EXERCISE ::
Turn every row below into a numbered list, and skip any blank lines.

GIVEN DATA ::
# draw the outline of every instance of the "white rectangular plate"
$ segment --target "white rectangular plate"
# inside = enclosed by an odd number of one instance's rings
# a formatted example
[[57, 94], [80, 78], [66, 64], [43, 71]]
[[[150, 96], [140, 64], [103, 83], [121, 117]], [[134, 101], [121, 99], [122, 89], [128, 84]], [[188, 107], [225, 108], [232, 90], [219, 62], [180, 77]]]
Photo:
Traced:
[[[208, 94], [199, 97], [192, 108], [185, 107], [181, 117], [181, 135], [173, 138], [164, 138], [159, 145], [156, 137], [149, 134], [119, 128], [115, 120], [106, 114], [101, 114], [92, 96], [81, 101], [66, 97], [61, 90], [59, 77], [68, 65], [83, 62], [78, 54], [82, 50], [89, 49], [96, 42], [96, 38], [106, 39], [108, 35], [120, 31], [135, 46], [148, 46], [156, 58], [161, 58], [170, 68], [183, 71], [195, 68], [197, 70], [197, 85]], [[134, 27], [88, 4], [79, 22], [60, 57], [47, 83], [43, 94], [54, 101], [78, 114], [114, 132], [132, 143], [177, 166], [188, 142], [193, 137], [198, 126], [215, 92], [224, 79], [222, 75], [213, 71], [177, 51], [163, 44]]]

SOLUTION BELOW ::
1. # draw the outline of every instance of the "white rectangular plate"
2. $ segment --target "white rectangular plate"
3. # inside = enclosed by an odd number of one instance's rings
4. # a formatted example
5. [[57, 94], [80, 78], [66, 64], [43, 71]]
6. [[[150, 96], [140, 64], [103, 83], [121, 117]], [[134, 101], [121, 99], [122, 89], [128, 84]], [[188, 107], [225, 108], [232, 90], [219, 62], [180, 77]]]
7. Photo:
8. Traced:
9. [[[208, 94], [199, 97], [192, 108], [185, 107], [181, 117], [181, 135], [173, 138], [164, 138], [159, 145], [156, 137], [149, 134], [119, 128], [115, 120], [106, 114], [101, 114], [92, 96], [81, 101], [66, 97], [61, 90], [59, 77], [68, 65], [83, 62], [78, 54], [82, 50], [89, 49], [96, 42], [96, 38], [106, 39], [108, 35], [120, 31], [135, 46], [148, 46], [156, 58], [161, 58], [170, 68], [183, 71], [195, 68], [197, 70], [197, 85]], [[134, 27], [88, 4], [79, 22], [60, 57], [47, 83], [43, 94], [54, 101], [78, 114], [114, 132], [132, 143], [177, 166], [188, 142], [193, 137], [198, 126], [215, 92], [224, 79], [222, 75], [213, 71], [177, 51], [163, 44]]]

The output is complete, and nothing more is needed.